═══ FRAGMENTO ═══
Los dioses (Una tipología) (VI)

DGD: Postales, 2021.

 

 Se dijo en otro tiempo que Dios podría crearlo todo a excepción de cuanto fuera contrario a las leyes lógicas. De un mundo “ilógico” no podríamos, en rigor, decir qué aspecto tendría.

Ludwig Wittgenstein: Tractatus logico-philosophicus (3.031)

A un pueblo sólo se le puede conocer bien a través de sus dioses.

Marguerite Yourcenar: Archivos del Norte

Pero también, también los dioses mueren para ser inmortales / y volver a encender, en un día cualquiera, el polvo y los escombros.
═══ DATOS DEL EJERCICIO ═══
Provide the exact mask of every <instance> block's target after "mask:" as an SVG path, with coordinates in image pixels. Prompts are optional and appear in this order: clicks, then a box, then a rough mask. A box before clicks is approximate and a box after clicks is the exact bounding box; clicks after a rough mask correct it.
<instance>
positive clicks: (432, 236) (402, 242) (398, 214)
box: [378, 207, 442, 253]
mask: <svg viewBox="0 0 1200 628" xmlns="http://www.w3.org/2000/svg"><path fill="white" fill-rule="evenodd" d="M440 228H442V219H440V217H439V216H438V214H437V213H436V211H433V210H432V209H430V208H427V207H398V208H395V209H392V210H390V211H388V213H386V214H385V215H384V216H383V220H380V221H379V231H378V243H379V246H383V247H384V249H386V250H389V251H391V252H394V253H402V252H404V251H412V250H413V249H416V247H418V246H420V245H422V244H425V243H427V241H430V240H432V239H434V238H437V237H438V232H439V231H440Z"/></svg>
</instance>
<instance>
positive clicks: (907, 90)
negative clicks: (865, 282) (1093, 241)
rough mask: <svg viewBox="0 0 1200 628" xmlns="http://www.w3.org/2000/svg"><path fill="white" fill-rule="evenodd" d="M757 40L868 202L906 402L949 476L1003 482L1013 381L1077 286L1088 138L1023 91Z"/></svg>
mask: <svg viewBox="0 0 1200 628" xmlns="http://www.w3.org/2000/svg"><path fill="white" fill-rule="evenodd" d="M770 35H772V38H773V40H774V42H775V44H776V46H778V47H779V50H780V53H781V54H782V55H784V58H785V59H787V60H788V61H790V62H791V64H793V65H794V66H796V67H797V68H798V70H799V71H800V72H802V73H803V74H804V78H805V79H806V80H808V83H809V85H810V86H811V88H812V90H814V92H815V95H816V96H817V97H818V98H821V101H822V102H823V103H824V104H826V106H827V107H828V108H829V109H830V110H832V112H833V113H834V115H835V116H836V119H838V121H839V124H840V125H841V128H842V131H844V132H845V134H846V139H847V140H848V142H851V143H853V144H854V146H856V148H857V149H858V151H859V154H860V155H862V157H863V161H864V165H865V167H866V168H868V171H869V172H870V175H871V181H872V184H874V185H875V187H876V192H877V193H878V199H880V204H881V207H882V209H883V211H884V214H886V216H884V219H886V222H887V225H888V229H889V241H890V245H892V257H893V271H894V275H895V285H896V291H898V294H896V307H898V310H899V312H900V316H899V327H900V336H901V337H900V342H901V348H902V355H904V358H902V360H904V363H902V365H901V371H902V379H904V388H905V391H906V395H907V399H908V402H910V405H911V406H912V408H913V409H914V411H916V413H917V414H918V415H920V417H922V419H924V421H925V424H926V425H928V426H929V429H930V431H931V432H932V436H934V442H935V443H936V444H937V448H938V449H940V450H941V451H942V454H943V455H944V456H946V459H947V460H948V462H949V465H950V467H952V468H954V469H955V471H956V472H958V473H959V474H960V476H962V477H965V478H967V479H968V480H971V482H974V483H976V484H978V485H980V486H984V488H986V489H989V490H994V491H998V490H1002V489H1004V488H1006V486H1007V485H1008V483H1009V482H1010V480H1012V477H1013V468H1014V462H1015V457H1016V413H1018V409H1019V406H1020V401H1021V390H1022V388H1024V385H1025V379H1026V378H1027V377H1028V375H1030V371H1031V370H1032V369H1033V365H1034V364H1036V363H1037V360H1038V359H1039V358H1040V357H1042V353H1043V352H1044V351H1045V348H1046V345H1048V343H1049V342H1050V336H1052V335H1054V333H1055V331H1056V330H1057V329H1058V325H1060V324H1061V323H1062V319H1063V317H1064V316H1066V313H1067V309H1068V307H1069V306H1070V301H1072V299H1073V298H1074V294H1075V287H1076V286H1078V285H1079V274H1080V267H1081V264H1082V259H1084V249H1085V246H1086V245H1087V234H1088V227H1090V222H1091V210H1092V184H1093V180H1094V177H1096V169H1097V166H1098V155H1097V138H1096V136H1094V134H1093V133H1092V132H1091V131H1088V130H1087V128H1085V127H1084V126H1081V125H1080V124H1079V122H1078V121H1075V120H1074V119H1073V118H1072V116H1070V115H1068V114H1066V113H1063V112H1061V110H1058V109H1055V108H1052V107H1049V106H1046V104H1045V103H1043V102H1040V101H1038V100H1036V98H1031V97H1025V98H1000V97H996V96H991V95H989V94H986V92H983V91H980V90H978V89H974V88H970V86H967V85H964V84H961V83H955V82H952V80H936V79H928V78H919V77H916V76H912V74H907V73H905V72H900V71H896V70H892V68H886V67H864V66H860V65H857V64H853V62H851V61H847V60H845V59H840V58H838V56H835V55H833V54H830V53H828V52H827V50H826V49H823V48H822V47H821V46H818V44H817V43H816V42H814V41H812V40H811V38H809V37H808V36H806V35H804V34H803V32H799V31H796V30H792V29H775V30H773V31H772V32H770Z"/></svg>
═══
--- REQUISITOS DE TAREAS ---
A: Reproduce de forma literal el pasaje del fragmento sobre los dioses que empieza con las palabras "Se dijo en otro" y termina con "de sus dioses.".
B: Transcribe sin cambios la parte de los registros que va desde la línea que contiene "</instance>" hasta la línea que contiene "rough mask: <svg", ambas incluidas.

--- RESPUESTAS POR TAREA ---
A:
Se dijo en otro tiempo que Dios podría crearlo todo a excepción de cuanto fuera contrario a las leyes lógicas. De un mundo “ilógico” no podríamos, en rigor, decir qué aspecto tendría.

Ludwig Wittgenstein: Tractatus logico-philosophicus (3.031)

A un pueblo sólo se le puede conocer bien a través de sus dioses.

B:
</instance>
<instance>
positive clicks: (907, 90)
negative clicks: (865, 282) (1093, 241)
rough mask: <svg viewBox="0 0 1200 628" xmlns="http://www.w3.org/2000/svg"><path fill="white" fill-rule="evenodd" d="M757 40L868 202L906 402L949 476L1003 482L1013 381L1077 286L1088 138L1023 91Z"/></svg>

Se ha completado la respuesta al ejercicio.